= Exercise description =
The data follows. Retype every entry exactly.

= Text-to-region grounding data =
• • • •

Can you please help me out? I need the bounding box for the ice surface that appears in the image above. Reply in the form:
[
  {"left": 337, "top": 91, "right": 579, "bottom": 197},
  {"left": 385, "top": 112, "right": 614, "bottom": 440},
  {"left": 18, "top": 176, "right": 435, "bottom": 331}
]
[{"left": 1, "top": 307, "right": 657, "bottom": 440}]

• • • •

= Solution to this problem =
Can you please help me out? I need the bounding box for the ice surface that appears in the image above. Reply in the form:
[
  {"left": 337, "top": 91, "right": 579, "bottom": 197},
  {"left": 385, "top": 112, "right": 614, "bottom": 440},
  {"left": 18, "top": 176, "right": 435, "bottom": 331}
]
[{"left": 1, "top": 307, "right": 657, "bottom": 440}]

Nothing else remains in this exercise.